• Your task: Starting at the beginning of the data and ending with the line that contains "x=443, y=96", write out only those lines again, swapping "Target" for "Object" and leaving everything else unchanged. Omit the pictures from your answer.

• Input data:
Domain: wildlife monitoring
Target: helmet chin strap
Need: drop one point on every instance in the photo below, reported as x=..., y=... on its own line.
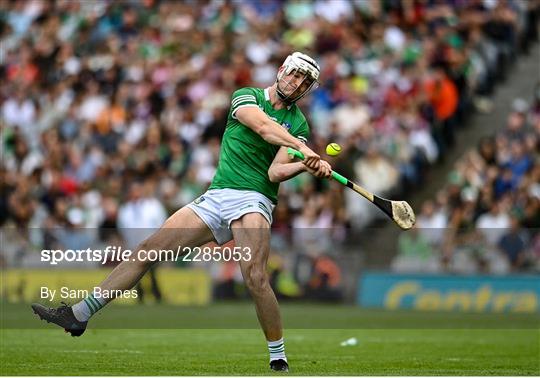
x=282, y=95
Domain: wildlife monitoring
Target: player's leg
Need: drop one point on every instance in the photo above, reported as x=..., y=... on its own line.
x=252, y=233
x=184, y=228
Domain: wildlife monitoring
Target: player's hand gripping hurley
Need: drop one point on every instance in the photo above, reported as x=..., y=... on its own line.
x=399, y=211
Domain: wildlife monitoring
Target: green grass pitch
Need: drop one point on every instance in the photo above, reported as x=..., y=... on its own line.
x=389, y=343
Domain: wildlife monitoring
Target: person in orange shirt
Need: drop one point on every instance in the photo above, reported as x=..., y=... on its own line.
x=443, y=96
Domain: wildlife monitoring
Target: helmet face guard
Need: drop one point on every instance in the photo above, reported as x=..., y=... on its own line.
x=297, y=64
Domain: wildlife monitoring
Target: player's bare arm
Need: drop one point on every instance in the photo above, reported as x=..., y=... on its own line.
x=273, y=133
x=283, y=169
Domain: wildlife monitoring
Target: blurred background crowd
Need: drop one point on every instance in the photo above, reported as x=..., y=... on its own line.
x=112, y=115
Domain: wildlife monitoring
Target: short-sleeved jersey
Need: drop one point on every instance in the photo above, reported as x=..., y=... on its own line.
x=245, y=156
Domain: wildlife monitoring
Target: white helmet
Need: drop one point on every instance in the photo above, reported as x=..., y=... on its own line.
x=304, y=64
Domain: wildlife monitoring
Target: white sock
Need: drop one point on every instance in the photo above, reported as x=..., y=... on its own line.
x=88, y=307
x=277, y=350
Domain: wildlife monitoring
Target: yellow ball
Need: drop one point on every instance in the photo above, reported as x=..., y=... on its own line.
x=333, y=149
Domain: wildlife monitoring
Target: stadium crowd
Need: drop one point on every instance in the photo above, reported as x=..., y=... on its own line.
x=112, y=108
x=487, y=218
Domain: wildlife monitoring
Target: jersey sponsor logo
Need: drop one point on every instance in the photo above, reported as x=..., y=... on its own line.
x=199, y=200
x=246, y=206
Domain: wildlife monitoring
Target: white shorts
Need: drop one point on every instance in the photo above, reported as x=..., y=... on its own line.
x=218, y=208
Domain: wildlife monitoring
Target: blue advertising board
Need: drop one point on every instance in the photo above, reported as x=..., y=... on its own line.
x=519, y=294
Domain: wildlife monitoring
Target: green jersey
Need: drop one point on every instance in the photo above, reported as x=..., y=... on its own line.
x=245, y=157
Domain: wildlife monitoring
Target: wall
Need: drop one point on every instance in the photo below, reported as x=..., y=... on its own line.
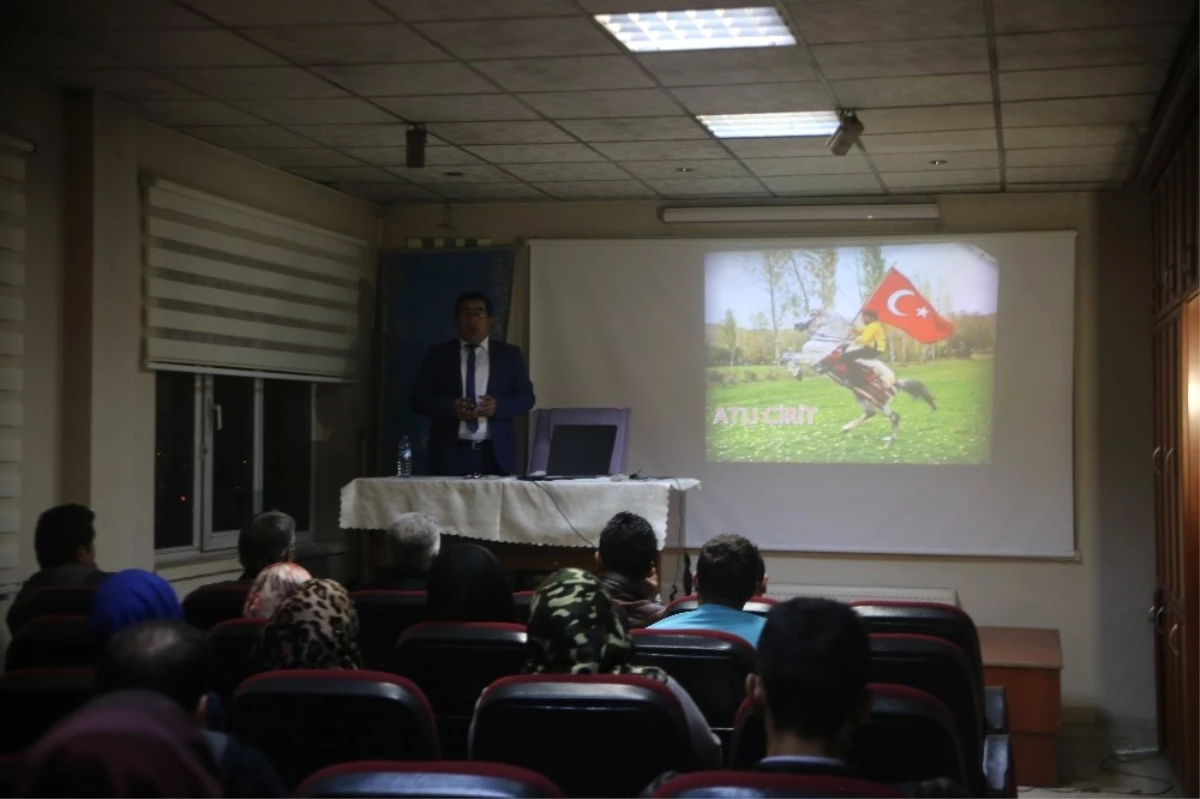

• Exercise solution:
Domain: wildlife monitoring
Object: helmet chin strap
Need: drop one point on every instance in the photo below, reported as x=..., y=... on its own line.
x=282, y=95
Domain: wildlife monitoring
Object: player's leg
Need: drop one point on every instance in the photo above, reported as x=..., y=... on its own line.
x=252, y=233
x=184, y=228
Domain: wildlife monitoring
Object: player's hand gripping hurley
Need: drop one point on every instance in the photo above, reported as x=..., y=... on its own line.
x=399, y=211
Domain: wildlife monitoring
Object: green grass pitch
Need: drop one point on every instance in the photo above, reported as x=..., y=... on its own line.
x=389, y=343
Domain: wildlife monitoring
Object: person in orange shirt
Need: drop one point on every instance in the photo above, reported as x=..., y=... on its own line.
x=443, y=96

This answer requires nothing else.